**TASK BRIEF:** Please print the records below exactly as they are written.

**DATA TO EXAMINE:**
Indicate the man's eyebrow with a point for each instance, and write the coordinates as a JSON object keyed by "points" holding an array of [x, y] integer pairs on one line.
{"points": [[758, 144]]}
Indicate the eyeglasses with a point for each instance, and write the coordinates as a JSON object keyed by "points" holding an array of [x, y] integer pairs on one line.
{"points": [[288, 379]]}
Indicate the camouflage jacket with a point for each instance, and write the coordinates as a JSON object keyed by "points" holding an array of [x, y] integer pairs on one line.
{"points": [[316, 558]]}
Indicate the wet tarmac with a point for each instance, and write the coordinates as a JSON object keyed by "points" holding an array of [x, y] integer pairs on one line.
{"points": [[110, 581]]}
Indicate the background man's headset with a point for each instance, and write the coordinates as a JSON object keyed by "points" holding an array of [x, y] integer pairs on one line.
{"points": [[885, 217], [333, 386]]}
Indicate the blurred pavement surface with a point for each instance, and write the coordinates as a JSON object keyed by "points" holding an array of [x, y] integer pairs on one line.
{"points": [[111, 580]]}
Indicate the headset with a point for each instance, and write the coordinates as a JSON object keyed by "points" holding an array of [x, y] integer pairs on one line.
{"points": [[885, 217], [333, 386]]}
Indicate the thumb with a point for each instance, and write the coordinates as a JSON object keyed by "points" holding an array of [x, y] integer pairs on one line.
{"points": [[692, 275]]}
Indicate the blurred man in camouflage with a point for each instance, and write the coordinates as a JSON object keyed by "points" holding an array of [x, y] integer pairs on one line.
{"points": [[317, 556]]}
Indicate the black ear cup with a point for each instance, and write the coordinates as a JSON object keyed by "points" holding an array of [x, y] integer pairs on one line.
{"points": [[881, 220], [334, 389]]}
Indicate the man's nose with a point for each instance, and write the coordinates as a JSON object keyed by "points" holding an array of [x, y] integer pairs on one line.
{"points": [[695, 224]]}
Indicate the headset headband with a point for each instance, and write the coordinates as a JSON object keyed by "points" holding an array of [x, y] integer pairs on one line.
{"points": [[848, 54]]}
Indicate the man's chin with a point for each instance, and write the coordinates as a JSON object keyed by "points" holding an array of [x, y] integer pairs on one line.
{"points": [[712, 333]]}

**ANSWER SECTION:**
Indicate the man's eyebrow with a point for each instance, and write the coordinates as a JSON object keyed by "points" holding an array of [x, y] integer pairs on one line.
{"points": [[758, 144]]}
Indicate the eyeglasses with a point for each instance, and write the coordinates as a JSON object keyed by "points" holding an array of [x, y] integer pairs on one line.
{"points": [[288, 379]]}
Indicate the camouflage jacket with a point for each instance, and write the coordinates as a JSON object keyed by "points" holding an array of [x, y] integer pairs on one line.
{"points": [[316, 558]]}
Indicate the wet tarmac with a point for each instance, and write the coordinates as a JSON object keyed by "points" holding an array of [x, y] integer pairs on one line.
{"points": [[110, 581]]}
Indicate the background man's headset with a point for each instance, and write the coordinates as a JSON object keyed by "points" holding an array of [x, y] integer pairs on one line.
{"points": [[885, 217], [333, 386]]}
Indicate the blurred pavement surface with a point for each instance, and write the coordinates as a JSON object keyed by "points" holding an array of [x, y] integer pairs on one line.
{"points": [[111, 580]]}
Indicate the headset with a point for each instance, and write the coordinates as a JSON object keyed by "points" holding an array of [x, y] integer pairs on one line.
{"points": [[885, 217], [333, 386]]}
Indicate the thumb with a point for each instance, and write the coordinates as a JSON object keyed by "points" holding an array of [x, y] integer pairs on one line.
{"points": [[692, 275]]}
Indicate the blurred man in camouflage with a point for each instance, and write the coordinates as a JSON object keyed by "points" holding an array of [x, y] integer pairs on one line.
{"points": [[317, 556]]}
Indicate the black ear cup with a point for each instance, and write the coordinates as a JSON object keyed by "points" holding an array of [x, y] integer pairs on one line.
{"points": [[881, 220], [334, 389]]}
Indicate the man's nose with a point for each instance, and write the coordinates as a JSON object keyed by "points" holding an array of [x, y] integer pairs on one line.
{"points": [[695, 224]]}
Indicate the headset headband with a point for each instance, and write the coordinates as a JSON object keyed by "points" holding an array of [x, y] integer pairs on one line.
{"points": [[848, 54]]}
Indicate the man's chin with a point for each instance, and write the coordinates as a JSON object keyed by "points" holding an array of [x, y] integer pairs on one line.
{"points": [[712, 333]]}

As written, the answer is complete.